Quoted text:
>>>>>

It is a perfectly pleasant tush, if a little, shall we say taut. But its power to fascinate comes from an odd and very British mixture of snobbism and prudery. We can't quite believe that a posh girl can have actual, you know, private parts, or anything even hinting at nearby privities. That photograph of the late Princess Diana, the sun shining through her skirt. She was a Lady! And had legs! And we all know where legs lead! Think of Liz Hurley and That Dress. Hurley isn't posh but she speaks proper innit, and you could see her flanks! Move around a bit from the flanks, and where do you end up, eh? Eh?

Yet Pippa's Arse would be considered a paltry thing by our grandparents. A butt of scrawn, a pederastical sort of a rump, overly athletic and ungenerous. Not a sensual or childbearing behind.

Today we think we're right. That progress has finally led us to the perfection of buttockry. That Pippa's Arse is, perhaps, the Platonic patootie of which all others are imperfect copies.

<<<<<

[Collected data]
>>>>>

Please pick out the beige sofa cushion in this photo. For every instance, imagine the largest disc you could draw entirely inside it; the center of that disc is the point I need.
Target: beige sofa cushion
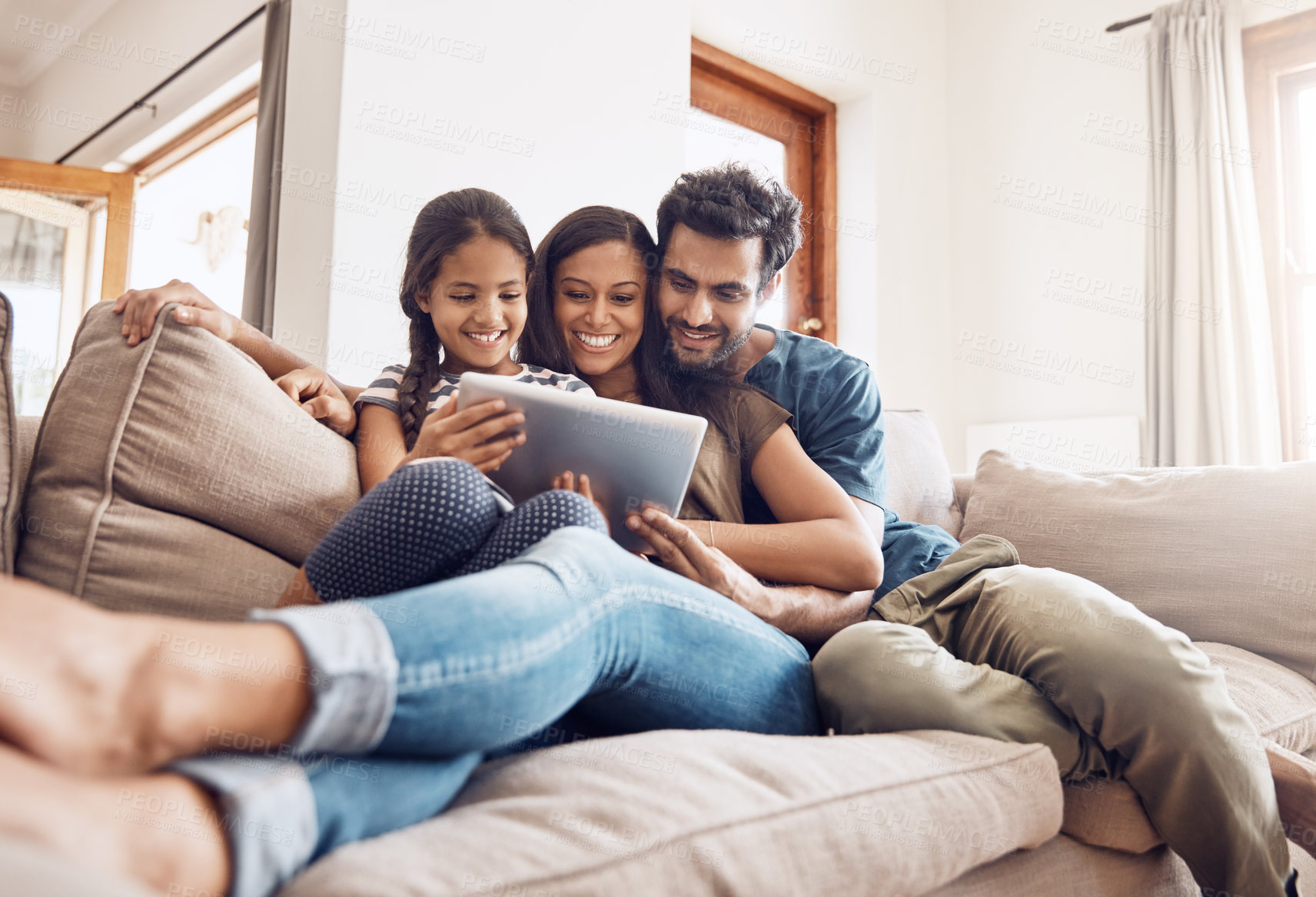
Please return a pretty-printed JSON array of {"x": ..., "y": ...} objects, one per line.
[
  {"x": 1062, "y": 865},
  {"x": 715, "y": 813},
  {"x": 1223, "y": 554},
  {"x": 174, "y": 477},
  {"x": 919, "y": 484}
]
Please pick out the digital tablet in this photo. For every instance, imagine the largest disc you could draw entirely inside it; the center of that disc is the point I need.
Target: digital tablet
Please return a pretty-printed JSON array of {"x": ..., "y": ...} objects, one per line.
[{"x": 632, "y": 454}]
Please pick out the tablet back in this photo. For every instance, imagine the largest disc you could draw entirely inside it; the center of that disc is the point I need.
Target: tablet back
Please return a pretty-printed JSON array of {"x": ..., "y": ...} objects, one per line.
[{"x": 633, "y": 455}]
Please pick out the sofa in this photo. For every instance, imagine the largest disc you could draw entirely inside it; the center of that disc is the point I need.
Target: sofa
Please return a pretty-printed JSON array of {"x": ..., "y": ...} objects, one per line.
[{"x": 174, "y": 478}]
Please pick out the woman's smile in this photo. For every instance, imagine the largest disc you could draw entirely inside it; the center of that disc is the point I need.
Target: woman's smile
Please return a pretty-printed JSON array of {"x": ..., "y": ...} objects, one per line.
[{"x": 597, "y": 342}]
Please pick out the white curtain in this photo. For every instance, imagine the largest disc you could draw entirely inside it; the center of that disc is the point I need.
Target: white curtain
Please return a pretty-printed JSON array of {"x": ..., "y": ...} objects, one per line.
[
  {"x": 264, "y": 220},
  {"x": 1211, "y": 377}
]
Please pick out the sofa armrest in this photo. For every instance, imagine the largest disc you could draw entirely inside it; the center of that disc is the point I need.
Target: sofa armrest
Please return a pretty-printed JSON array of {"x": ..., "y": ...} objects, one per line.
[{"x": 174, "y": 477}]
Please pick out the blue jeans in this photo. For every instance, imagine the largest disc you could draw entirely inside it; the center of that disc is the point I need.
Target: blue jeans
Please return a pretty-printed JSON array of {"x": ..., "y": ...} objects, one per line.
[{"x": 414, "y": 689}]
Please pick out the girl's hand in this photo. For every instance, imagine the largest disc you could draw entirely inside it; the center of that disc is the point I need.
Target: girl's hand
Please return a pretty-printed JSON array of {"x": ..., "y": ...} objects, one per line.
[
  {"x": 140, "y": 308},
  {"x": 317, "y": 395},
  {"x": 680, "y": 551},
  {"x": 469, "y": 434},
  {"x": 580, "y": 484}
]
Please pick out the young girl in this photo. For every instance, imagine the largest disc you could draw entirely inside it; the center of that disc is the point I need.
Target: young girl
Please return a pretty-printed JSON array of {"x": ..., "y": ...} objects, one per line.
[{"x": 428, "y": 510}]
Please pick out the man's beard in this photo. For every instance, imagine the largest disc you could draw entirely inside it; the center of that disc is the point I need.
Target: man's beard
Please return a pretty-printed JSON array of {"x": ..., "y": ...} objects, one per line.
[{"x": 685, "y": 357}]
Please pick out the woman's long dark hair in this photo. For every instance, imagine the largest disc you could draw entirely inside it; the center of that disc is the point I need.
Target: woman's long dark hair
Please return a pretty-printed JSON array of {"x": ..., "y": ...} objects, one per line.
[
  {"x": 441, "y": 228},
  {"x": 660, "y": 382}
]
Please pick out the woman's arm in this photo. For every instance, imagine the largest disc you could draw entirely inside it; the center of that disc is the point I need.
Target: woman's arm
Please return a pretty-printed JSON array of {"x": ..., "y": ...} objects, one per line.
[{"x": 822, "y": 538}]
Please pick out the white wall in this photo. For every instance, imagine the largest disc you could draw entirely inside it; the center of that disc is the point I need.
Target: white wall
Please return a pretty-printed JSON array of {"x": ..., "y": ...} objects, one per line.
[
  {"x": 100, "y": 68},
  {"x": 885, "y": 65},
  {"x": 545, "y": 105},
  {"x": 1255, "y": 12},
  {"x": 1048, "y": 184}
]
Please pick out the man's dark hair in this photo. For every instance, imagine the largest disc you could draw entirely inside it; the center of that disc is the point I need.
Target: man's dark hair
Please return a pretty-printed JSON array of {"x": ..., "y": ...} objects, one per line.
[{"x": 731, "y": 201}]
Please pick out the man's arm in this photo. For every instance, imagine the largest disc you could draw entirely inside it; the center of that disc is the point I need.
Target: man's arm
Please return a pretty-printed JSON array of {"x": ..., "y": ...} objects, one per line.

<<<<<
>>>>>

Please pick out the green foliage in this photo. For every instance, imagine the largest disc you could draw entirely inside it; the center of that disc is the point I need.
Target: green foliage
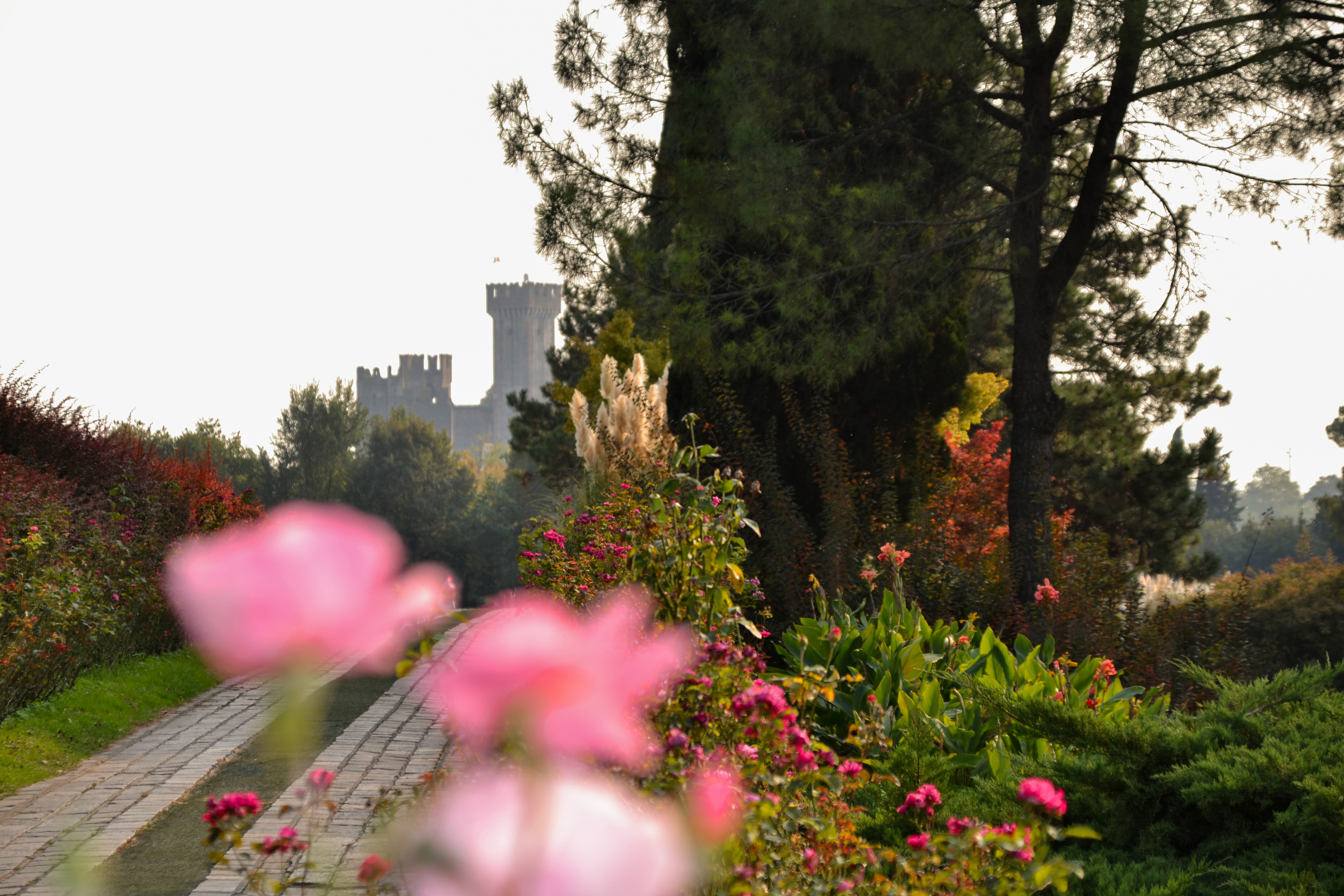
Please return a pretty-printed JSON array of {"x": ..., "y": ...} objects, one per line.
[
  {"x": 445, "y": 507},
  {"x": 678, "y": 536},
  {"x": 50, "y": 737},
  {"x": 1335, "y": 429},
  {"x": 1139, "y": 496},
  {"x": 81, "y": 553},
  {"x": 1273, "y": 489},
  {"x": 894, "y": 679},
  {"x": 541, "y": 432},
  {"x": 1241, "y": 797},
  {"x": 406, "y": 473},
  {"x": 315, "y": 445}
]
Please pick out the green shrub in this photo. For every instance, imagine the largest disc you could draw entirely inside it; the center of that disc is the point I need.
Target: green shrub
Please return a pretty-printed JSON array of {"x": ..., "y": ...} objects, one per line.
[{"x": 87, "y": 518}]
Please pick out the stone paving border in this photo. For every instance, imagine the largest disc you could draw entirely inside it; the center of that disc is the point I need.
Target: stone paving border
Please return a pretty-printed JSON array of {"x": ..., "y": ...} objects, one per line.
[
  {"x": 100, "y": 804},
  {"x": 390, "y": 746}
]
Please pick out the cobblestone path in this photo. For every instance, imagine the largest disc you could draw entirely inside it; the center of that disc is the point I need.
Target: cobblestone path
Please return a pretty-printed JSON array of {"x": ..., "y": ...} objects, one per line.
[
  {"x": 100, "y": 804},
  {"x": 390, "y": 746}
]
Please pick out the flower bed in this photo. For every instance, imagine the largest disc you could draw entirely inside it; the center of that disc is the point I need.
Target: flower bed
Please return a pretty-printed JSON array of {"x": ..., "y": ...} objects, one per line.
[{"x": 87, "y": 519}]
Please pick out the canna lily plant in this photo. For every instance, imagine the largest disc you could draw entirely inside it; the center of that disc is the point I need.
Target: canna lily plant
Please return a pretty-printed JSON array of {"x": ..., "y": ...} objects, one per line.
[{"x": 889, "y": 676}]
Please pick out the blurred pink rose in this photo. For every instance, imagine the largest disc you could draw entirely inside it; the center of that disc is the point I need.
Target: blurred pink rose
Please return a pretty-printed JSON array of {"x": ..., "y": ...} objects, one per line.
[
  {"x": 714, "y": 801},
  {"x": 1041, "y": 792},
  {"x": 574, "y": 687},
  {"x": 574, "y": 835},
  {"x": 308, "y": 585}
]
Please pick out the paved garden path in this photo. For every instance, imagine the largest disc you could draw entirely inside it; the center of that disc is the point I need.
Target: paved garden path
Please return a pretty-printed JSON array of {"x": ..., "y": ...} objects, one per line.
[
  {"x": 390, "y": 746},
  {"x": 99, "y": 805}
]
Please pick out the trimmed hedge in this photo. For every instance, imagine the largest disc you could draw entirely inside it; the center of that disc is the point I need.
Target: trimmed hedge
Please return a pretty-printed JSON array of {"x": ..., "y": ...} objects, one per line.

<<<<<

Tasks:
- A) Answer these questions using the passage about Pippa's Arse:
(i) What mixture does the passage say gives it its power to fascinate?
(ii) Whose photograph is described with the sun shining through her skirt?
(iii) Who would have considered Pippa's Arse a paltry thing?
- B) Quote the passage about Pippa's Arse, starting with "Yet Pippa's Arse" and going on through "or childbearing behind.".

Expected answers:
- A)
(i) An odd and very British mixture of snobbism and prudery.
(ii) The late Princess Diana's.
(iii) Our grandparents.

- B)
Yet Pippa's Arse would be considered a paltry thing by our grandparents. A butt of scrawn, a pederastical sort of a rump, overly athletic and ungenerous. Not a sensual or childbearing behind.